:: WORK TO DO ::
Lay out the data below as a Markdown table with the columns Row and Line, putting each line in its own numbered row and leaving out blank lines.

Records excerpted from a collection

--- start ---

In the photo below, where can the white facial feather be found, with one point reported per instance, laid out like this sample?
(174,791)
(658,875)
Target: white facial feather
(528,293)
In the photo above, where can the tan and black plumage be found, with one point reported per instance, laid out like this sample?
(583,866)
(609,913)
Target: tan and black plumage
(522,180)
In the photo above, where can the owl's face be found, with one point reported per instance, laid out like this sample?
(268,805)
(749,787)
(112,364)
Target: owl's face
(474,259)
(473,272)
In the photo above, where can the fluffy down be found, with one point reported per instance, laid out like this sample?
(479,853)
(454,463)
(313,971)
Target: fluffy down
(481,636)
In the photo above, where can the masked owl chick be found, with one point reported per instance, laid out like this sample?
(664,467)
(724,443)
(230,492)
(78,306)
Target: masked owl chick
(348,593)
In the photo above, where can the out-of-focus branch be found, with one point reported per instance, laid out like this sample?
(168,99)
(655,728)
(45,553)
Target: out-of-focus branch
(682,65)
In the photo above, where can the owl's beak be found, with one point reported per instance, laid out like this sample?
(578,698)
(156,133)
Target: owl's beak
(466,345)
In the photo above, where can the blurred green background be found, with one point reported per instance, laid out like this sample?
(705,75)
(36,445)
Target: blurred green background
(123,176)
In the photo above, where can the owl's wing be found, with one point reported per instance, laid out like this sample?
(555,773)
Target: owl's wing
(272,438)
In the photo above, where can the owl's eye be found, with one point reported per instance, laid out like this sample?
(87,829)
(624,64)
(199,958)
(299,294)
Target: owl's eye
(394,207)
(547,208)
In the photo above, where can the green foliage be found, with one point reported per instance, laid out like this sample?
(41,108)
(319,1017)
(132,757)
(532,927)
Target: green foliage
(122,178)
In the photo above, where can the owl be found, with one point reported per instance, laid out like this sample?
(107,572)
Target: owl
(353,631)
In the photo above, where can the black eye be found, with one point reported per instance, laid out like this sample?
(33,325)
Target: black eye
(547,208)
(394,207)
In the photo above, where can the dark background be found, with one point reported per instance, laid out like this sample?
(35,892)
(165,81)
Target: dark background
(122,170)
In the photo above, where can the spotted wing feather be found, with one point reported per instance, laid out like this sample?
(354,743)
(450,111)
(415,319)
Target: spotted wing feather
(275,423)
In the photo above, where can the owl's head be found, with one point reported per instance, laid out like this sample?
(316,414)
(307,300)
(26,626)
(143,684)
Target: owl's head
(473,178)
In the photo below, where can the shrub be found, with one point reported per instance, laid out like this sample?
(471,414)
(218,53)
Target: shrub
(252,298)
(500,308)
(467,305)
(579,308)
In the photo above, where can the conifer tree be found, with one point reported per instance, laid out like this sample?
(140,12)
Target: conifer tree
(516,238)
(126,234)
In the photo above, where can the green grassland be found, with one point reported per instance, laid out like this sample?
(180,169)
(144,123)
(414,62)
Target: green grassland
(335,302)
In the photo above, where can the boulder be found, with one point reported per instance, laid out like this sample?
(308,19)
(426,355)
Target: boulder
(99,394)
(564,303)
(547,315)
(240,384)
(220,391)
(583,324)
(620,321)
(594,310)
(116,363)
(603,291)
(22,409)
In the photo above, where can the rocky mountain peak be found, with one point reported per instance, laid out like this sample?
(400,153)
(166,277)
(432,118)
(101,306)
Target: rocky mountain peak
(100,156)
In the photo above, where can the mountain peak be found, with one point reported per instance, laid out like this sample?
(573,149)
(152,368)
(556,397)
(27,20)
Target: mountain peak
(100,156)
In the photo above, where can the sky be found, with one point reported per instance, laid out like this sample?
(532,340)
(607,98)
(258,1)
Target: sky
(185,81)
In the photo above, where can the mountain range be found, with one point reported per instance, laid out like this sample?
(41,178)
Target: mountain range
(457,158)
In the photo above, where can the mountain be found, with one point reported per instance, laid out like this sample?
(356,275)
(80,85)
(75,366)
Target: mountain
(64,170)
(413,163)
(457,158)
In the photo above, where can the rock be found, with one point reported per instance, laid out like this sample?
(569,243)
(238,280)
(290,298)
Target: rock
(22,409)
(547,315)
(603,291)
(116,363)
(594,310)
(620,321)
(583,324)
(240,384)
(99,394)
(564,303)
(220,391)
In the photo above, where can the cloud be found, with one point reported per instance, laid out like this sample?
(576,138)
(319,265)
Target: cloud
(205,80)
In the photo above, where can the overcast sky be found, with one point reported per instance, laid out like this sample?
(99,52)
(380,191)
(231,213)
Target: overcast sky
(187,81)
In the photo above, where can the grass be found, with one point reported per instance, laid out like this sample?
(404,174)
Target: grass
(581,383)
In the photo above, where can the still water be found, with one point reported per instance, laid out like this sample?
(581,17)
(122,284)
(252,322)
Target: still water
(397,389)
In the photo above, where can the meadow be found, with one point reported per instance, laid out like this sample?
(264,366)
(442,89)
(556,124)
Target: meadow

--- end ---

:: ANSWER FOR THIS EXERCISE ::
| Row | Line |
|---|---|
| 1 | In the photo below, where can the white facial feather be found, with one point reported per instance, laid out like this sample? |
| 2 | (174,791) |
| 3 | (658,875) |
| 4 | Target: white facial feather |
| 5 | (528,293) |
| 6 | In the photo above, where can the tan and black plumage be found, with one point reported per instance, laid out like this sample? |
| 7 | (583,866) |
| 8 | (609,913) |
| 9 | Target: tan and black plumage |
| 10 | (522,180) |
| 11 | In the photo above, where can the owl's face be found, with one point reported per instance, laid out like this sample? |
| 12 | (268,805) |
| 13 | (749,787) |
| 14 | (112,364) |
| 15 | Target: owl's face |
| 16 | (474,259) |
| 17 | (473,272) |
| 18 | In the photo above, where can the fluffy down be found, with one point reported per instance, laid out like this sample? |
| 19 | (479,853) |
| 20 | (454,463) |
| 21 | (313,971) |
| 22 | Target: fluffy down |
| 23 | (481,636) |
| 24 | In the photo above, where can the masked owl chick be found, with one point reported per instance, laid out like this sample? |
| 25 | (664,467) |
| 26 | (724,443) |
| 27 | (230,492) |
| 28 | (78,306) |
| 29 | Target: masked owl chick |
| 30 | (348,593) |
| 31 | In the photo above, where can the out-of-focus branch be found, with one point reported per instance, laid out like this sample? |
| 32 | (168,99) |
| 33 | (655,728) |
| 34 | (45,553) |
| 35 | Target: out-of-focus branch |
| 36 | (682,65) |
| 37 | In the photo above, where can the owl's beak be found, with one point reported per instance, laid out like this sample? |
| 38 | (578,698) |
| 39 | (156,133) |
| 40 | Target: owl's beak |
| 41 | (466,345) |
| 42 | In the photo above, where can the blurred green background be found, with one point reported per instance, laid out like this sample? |
| 43 | (705,75) |
| 44 | (36,445) |
| 45 | Target: blurred green background |
| 46 | (123,176) |
| 47 | In the photo above, where can the owl's wing be found, with one point reported per instance, laid out like this sample? |
| 48 | (555,773) |
| 49 | Target: owl's wing |
| 50 | (272,438) |
| 51 | In the photo above, where can the owl's eye be found, with one point reported per instance, laid out like this sample? |
| 52 | (87,829) |
| 53 | (624,64) |
| 54 | (199,958) |
| 55 | (299,294) |
| 56 | Target: owl's eye |
| 57 | (394,207) |
| 58 | (547,208) |
| 59 | In the photo above, where can the green foliage be found, with one point reported per instance, laid out like this sample? |
| 60 | (41,108) |
| 61 | (319,1017) |
| 62 | (132,757) |
| 63 | (532,927) |
| 64 | Target: green foliage |
| 65 | (122,178) |
| 66 | In the photo above, where can the owl be found, with one point reported per instance, laid out like this sample? |
| 67 | (107,572) |
| 68 | Target: owl |
| 69 | (353,631) |
| 70 | In the photo above, where can the black eye be found, with one point reported per instance, laid out like this sample? |
| 71 | (33,325) |
| 72 | Target: black eye |
| 73 | (547,208) |
| 74 | (394,207) |
| 75 | In the photo above, where can the dark background be found, with one point reported per instance, laid out like this sample? |
| 76 | (35,892) |
| 77 | (165,81) |
| 78 | Target: dark background |
| 79 | (122,170) |
| 80 | In the photo above, where can the spotted wing feather be found, with one point reported per instance, laid out like this sample? |
| 81 | (354,743) |
| 82 | (450,111) |
| 83 | (415,319) |
| 84 | Target: spotted wing feather |
| 85 | (275,423) |
| 86 | In the photo above, where can the owl's head be found, with one point reported per instance, laid out like this sample? |
| 87 | (316,414) |
| 88 | (307,300) |
| 89 | (26,626) |
| 90 | (143,684) |
| 91 | Target: owl's head |
| 92 | (473,178) |
| 93 | In the photo below, where can the shrub be found, with one point reported per instance, laid out like this sample? |
| 94 | (471,414) |
| 95 | (218,53) |
| 96 | Target: shrub |
| 97 | (252,298) |
| 98 | (500,308) |
| 99 | (467,305) |
| 100 | (579,308) |
| 101 | In the photo above, where can the conifer tree be found, with one point reported per instance, laid out like this sample? |
| 102 | (140,12) |
| 103 | Target: conifer tree |
| 104 | (516,238) |
| 105 | (126,234) |
| 106 | In the photo above, where can the green grassland be found, with one point reported per instance, laid out like this sample? |
| 107 | (180,169) |
| 108 | (144,123) |
| 109 | (414,62) |
| 110 | Target: green grassland |
| 111 | (335,302) |
| 112 | In the photo above, where can the boulder be found, with one point reported per instance, laid out like this sample? |
| 113 | (308,19) |
| 114 | (426,355) |
| 115 | Target: boulder |
| 116 | (99,394) |
| 117 | (564,303) |
| 118 | (547,315) |
| 119 | (240,384) |
| 120 | (220,391) |
| 121 | (583,324) |
| 122 | (620,321) |
| 123 | (594,310) |
| 124 | (116,363) |
| 125 | (603,291) |
| 126 | (22,409) |
| 127 | In the photo above, where can the rocky mountain peak be found, with one point reported per instance, laid out like this sample? |
| 128 | (400,153) |
| 129 | (166,277) |
| 130 | (432,118) |
| 131 | (101,306) |
| 132 | Target: rocky mountain peak |
| 133 | (100,156) |
| 134 | In the photo above, where can the mountain peak be found, with one point reported per instance, laid out like this sample? |
| 135 | (573,149) |
| 136 | (152,368) |
| 137 | (556,397) |
| 138 | (27,20) |
| 139 | Target: mountain peak |
| 140 | (100,156) |
| 141 | In the photo above, where can the sky be found, with one point reported per instance, laid out like this sample? |
| 142 | (532,340) |
| 143 | (607,98) |
| 144 | (258,1) |
| 145 | Target: sky |
| 146 | (185,81) |
| 147 | In the photo above, where can the mountain range be found, with one point reported per instance, laid out like this sample? |
| 148 | (41,178) |
| 149 | Target: mountain range |
| 150 | (457,158) |
| 151 | In the photo above, where can the mountain be found, with one point reported per instance, laid out like this sample? |
| 152 | (356,275) |
| 153 | (80,85) |
| 154 | (75,366) |
| 155 | Target: mountain |
| 156 | (64,170) |
| 157 | (413,163) |
| 158 | (457,158) |
| 159 | In the photo above, where can the rock be found, with one point reported per instance, laid out like this sample? |
| 160 | (569,243) |
| 161 | (238,280) |
| 162 | (290,298) |
| 163 | Target: rock |
| 164 | (22,409) |
| 165 | (547,315) |
| 166 | (603,291) |
| 167 | (116,363) |
| 168 | (594,310) |
| 169 | (620,321) |
| 170 | (583,324) |
| 171 | (240,384) |
| 172 | (99,394) |
| 173 | (564,303) |
| 174 | (220,391) |
| 175 | In the photo above, where can the cloud be found, with one point reported per instance, laid out like this sample? |
| 176 | (576,138) |
| 177 | (319,265) |
| 178 | Target: cloud |
| 179 | (205,80) |
| 180 | In the photo above, where can the overcast sky be found, with one point reported per instance, laid out like this sample? |
| 181 | (99,52) |
| 182 | (380,191) |
| 183 | (231,213) |
| 184 | Target: overcast sky |
| 185 | (187,81) |
| 186 | In the photo above, where can the grass be found, with one point reported per instance, laid out like this sample? |
| 187 | (404,174) |
| 188 | Target: grass |
| 189 | (581,383) |
| 190 | In the photo above, where can the still water be found, with one point reported per instance, laid out like this sample? |
| 191 | (581,17) |
| 192 | (122,284) |
| 193 | (252,322) |
| 194 | Target: still water |
| 195 | (397,389) |
| 196 | In the photo above, where can the meadow be found, with one point reported per instance, laid out like this sample? |
| 197 | (264,366) |
| 198 | (442,89) |
| 199 | (556,124) |
| 200 | Target: meadow |